Há um grupo grande de
pessoas de várias instituições, hoje, no Brasil, tentando estimular a formação
de profissionais nesta área. Segundo estimativa do Inca, deveremos ter mais de
57 mil novos casos só de câncer de mama, em 2016. Se considerarmos que cerca de
20% desses casos são hereditários, vemos que a necessidade de formação de
profissionais nesta área é bem grande. Estamos fazendo um esforço grande de
formação e para que os exames de DNA possam ser feitos pelo SUS, que atende a
cerca de 70% da população.
Sul21: Você mencionou antes
a possibilidade de o câncer estar relacionado, entre outros fatores, ao fato de
estarmos vivendo mais, o que exige mais de nossas células também. Além disso,
há fatores externos que vêm sendo associados ao câncer. O Instituto Nacional do
Câncer divulgou ano passado um relatório advertindo para os riscos do uso
crescentes de agrotóxicos em nossa agricultura. Há alguma pesquisa sendo feita
aqui sobre esse tema?
Patrícia Ashton Prolla:
Especificamente sobre agrotóxicos e câncer, eu não saberia te dizer agora. Aqui
também temos um problema muito importante de notificação. Tudo o que envolve
exposição ambiental é complicado porque depende de uma coisa que é a memória
das pessoas. Eu trabalhei um período em outra área do nosso serviço, que trata
da exposição às drogas na gestação. Investigamos casos de crianças que nasceram
com alguma alteração congênita. Quando perguntamos à mãe o que ela fez durante
toda a gestação, é muito difícil resgatarmos com precisão essa história. Os
relatos sobre a ingestão de álcool ou algum tipo de medicamento costumam ser
imprecisos. Além disso, temos as exposições às quais estamos sujeitos e nem nos
damos conta.
Sul21: Tipo o quê, por
exemplo?
Patrícia Ashton Prolla: Na
própria alimentação. No caso do câncer de mama, por exemplo, uma coisa muito
importante é o conteúdo hormonal do nosso corpo. Nós sabemos que alimentos como
carne de gado ou de frango hoje têm hormônios, mas não sabemos quanto tem ou
que tipo de hormônio estamos consumindo. As próprias quantidades variam de uma
marca para outra. O que é muito complicado no caso do câncer é que a gente
ainda não sabe qual é o tamanho da contribuição de cada um desses eventos.
Certamente, no desenvolvimento de tipos de câncer, há uma contribuição do stress,
de alterações metabólicas, do fumo, de doenças como o diabetes, de poluição,
agrotóxicos, hormônios. O que não sabemos é quanto cada uma dessas coisas vai
contribuir para o resultado final.
Dificilmente será uma causa
só, mesmo nos casos de câncer hereditário. Já tive o caso de duas irmãs gêmeas,
com a mesma alteração genética, e uma tem câncer e a outra não. Por quê? Porque
há outros fatores ambientais, que protegeram uma delas e que aceleram o
processo do câncer na noutra. O desafio é conseguir identificar esse fator
ambiental e como ele provoca essa diferença.

========

Tarefa A. Segundo a entrevista, que parcela da população é atendida pelo SUS?
Tarefa B. Reescreva o trecho da entrevista que vai de "Sul21: Você mencionou" até "sobre esse tema?", alterando "relatório" para "documento".

========

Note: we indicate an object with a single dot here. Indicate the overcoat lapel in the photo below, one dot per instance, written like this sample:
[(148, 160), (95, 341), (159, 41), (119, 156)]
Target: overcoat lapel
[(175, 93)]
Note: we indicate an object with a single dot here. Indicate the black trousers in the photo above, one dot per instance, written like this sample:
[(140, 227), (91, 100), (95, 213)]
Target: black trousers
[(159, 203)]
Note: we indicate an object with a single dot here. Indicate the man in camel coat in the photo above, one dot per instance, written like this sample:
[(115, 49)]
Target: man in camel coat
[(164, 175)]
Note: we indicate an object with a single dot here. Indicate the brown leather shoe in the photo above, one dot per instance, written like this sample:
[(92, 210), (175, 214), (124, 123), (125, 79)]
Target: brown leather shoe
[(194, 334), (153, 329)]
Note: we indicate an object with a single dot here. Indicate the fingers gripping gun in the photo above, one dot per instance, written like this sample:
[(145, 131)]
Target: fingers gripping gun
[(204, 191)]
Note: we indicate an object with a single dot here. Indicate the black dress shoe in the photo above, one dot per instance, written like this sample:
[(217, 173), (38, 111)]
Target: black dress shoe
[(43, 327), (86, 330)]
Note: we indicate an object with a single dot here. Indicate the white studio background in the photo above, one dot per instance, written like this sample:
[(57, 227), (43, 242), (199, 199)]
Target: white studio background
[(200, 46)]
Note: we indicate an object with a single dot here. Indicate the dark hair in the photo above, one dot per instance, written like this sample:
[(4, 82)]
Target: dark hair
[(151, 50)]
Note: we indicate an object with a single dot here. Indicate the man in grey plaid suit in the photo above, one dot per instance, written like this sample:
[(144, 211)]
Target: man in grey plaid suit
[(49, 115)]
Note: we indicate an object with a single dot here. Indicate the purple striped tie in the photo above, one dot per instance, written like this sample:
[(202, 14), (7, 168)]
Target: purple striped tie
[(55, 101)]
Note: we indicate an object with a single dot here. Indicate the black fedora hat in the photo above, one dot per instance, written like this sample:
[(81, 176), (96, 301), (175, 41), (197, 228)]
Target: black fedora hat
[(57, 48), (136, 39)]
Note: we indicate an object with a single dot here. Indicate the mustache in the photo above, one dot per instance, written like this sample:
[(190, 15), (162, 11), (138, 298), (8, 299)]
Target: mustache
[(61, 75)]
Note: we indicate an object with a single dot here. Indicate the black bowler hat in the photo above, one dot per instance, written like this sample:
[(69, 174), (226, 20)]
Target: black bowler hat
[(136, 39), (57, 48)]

========

Resposta esperada A. Cerca de 70% da população.

Resposta esperada B.
Sul21: Você mencionou antes
a possibilidade de o câncer estar relacionado, entre outros fatores, ao fato de
estarmos vivendo mais, o que exige mais de nossas células também. Além disso,
há fatores externos que vêm sendo associados ao câncer. O Instituto Nacional do
Câncer divulgou ano passado um documento advertindo para os riscos do uso
crescentes de agrotóxicos em nossa agricultura. Há alguma pesquisa sendo feita
aqui sobre esse tema?